Task objective: Give back all of the data, word for word.

(Saved entries)
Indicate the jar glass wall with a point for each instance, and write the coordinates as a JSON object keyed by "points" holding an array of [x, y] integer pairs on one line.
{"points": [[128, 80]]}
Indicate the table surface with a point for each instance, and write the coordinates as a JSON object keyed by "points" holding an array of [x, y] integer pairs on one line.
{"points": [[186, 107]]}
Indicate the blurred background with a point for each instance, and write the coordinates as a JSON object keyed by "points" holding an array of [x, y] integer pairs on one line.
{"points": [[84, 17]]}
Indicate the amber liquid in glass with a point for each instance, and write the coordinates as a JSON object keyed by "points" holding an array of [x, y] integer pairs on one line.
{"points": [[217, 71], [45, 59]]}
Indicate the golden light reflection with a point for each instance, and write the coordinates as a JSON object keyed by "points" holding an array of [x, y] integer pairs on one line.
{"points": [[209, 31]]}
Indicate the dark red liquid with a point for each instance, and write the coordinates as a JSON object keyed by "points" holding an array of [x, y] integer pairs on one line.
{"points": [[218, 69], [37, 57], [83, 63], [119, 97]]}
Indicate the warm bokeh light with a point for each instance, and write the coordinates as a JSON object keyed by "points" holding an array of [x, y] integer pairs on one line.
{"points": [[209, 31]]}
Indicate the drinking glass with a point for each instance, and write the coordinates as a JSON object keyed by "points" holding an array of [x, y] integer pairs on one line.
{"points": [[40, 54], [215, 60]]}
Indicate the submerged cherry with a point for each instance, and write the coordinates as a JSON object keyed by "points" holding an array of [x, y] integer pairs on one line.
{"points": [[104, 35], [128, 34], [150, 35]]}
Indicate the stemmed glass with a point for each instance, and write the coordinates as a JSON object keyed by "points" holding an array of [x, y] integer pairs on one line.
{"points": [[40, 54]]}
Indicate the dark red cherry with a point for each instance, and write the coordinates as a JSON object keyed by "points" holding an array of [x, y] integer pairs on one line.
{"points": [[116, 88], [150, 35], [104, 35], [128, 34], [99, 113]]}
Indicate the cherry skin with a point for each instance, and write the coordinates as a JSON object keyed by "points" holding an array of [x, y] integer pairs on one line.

Problem solution:
Indicate the jar glass wall with a point for each instance, and write the coordinates as a JSON object keyed by "points" holding an array of [x, y] integer pairs on one line.
{"points": [[128, 80]]}
Indicate the table surface with a point for each instance, and write the coordinates as a JSON object keyed by "points" holding an array of [x, y] integer pairs on one line.
{"points": [[186, 107]]}
Indicate the blurred background with a point for each instance, and write the coordinates as a JSON object keyed by "points" holding an array of [x, y] integer pairs on one line.
{"points": [[84, 17]]}
Indicate the amber liquid in glass with a point for each instance, and write the coordinates as a JSON object keyed by "points" holding an array of [x, y] integer pairs on one line.
{"points": [[217, 71], [45, 59]]}
Indicate the golden light reflection with a point for each instance, and write the coordinates as a JSON object keyed by "points" holding an array of [x, y] integer pairs on one line.
{"points": [[209, 31]]}
Indicate the dark red liquid with a point for each instance, and write the coordinates as a JSON object keyed by "points" holding an array of [x, y] integer pairs on one line.
{"points": [[218, 69], [37, 57], [83, 63], [119, 97]]}
Indicate the warm bokeh light with a point for each instance, and write the coordinates as a JSON object keyed by "points" holding an array of [x, y] integer pairs on one line.
{"points": [[209, 31]]}
Indicate the drinking glass with a point for each instance, and write the coordinates as a JSON object keyed by "points" holding an array of [x, y] integer pairs on one line.
{"points": [[40, 54], [215, 60]]}
Indicate the submerged cherry with a point for each instance, and write the coordinates as a JSON object keyed by "points" holding an array of [x, y] integer pairs on one line.
{"points": [[104, 35], [128, 34], [150, 35]]}
Indicate the stemmed glass with a point for each instance, and write the coordinates as a JSON object keyed by "points" holding an array of [x, y] integer pairs on one line.
{"points": [[40, 54]]}
Indicate the dark red cherry with a point for each instance, and write the coordinates as a JSON object keyed by "points" holding an array of [x, y] integer pairs on one line.
{"points": [[116, 88], [150, 35], [104, 35], [128, 34], [99, 113]]}
Indicate the cherry skin with a point for each instance, and write the coordinates as a JSON object keyed by "points" holding an array of [x, y] integer pairs on one line.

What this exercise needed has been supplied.